◆ Written request ◆
Revise the records below so that "horizontal wood slat" becomes "wooden plank", keeping every other character unchanged.

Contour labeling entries
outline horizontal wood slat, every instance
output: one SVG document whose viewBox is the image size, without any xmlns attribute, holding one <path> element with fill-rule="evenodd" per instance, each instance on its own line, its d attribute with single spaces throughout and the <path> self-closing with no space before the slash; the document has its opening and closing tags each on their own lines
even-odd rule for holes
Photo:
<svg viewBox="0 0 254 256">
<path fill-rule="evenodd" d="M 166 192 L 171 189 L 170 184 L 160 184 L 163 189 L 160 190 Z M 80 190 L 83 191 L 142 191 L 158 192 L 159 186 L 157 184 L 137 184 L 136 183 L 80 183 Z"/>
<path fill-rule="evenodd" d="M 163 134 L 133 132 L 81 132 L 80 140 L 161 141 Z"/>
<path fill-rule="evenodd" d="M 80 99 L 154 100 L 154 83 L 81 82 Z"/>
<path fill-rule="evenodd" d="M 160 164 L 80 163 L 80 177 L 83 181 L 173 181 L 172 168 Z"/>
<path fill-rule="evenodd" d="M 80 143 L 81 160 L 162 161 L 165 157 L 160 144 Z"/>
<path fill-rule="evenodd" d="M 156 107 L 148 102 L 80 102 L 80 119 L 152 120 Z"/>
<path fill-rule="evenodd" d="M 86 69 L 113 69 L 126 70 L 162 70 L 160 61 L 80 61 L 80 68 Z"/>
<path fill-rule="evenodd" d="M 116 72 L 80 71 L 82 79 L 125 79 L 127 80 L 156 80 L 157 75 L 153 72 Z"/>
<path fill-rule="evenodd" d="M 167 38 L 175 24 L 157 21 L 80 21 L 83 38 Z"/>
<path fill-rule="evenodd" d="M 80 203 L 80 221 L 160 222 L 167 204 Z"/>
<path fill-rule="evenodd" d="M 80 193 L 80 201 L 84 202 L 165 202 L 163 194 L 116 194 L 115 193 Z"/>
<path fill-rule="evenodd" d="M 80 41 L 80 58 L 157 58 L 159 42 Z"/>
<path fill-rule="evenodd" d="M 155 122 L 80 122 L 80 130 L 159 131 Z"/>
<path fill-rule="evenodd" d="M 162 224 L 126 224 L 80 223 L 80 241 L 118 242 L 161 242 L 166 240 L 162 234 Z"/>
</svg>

◆ Solution to this exercise ◆
outline wooden plank, every instance
output: one SVG document whose viewBox is the image size, without any xmlns attribute, holding one <path> element with fill-rule="evenodd" per instance, each instance on its own line, its d attribute with single spaces throughout and the <path> self-closing with no space before the slash; the document has its opening and closing tags each on their own lines
even-odd rule for holes
Photo:
<svg viewBox="0 0 254 256">
<path fill-rule="evenodd" d="M 166 192 L 171 189 L 170 184 L 160 184 L 163 189 L 160 190 Z M 80 190 L 83 191 L 142 191 L 158 192 L 159 186 L 157 184 L 137 184 L 136 183 L 80 183 Z"/>
<path fill-rule="evenodd" d="M 163 134 L 133 132 L 81 132 L 80 140 L 161 141 Z"/>
<path fill-rule="evenodd" d="M 80 99 L 154 100 L 154 83 L 81 82 Z"/>
<path fill-rule="evenodd" d="M 160 164 L 80 163 L 80 177 L 83 181 L 173 181 L 172 168 Z"/>
<path fill-rule="evenodd" d="M 80 143 L 81 160 L 162 161 L 165 157 L 160 144 Z"/>
<path fill-rule="evenodd" d="M 156 107 L 148 102 L 80 102 L 80 119 L 152 120 Z"/>
<path fill-rule="evenodd" d="M 86 69 L 113 69 L 126 70 L 162 70 L 160 61 L 80 61 L 80 68 Z"/>
<path fill-rule="evenodd" d="M 116 72 L 80 71 L 82 79 L 125 79 L 127 80 L 156 80 L 157 75 L 153 72 Z"/>
<path fill-rule="evenodd" d="M 167 38 L 175 24 L 157 21 L 80 21 L 83 38 Z"/>
<path fill-rule="evenodd" d="M 80 203 L 80 221 L 160 222 L 167 204 Z"/>
<path fill-rule="evenodd" d="M 80 193 L 80 201 L 84 202 L 165 202 L 163 194 L 116 194 L 115 193 Z"/>
<path fill-rule="evenodd" d="M 80 41 L 80 58 L 157 58 L 159 42 Z"/>
<path fill-rule="evenodd" d="M 155 122 L 80 122 L 80 130 L 159 131 Z"/>
<path fill-rule="evenodd" d="M 162 224 L 126 224 L 80 223 L 80 241 L 118 242 L 161 242 L 166 240 L 162 234 Z"/>
</svg>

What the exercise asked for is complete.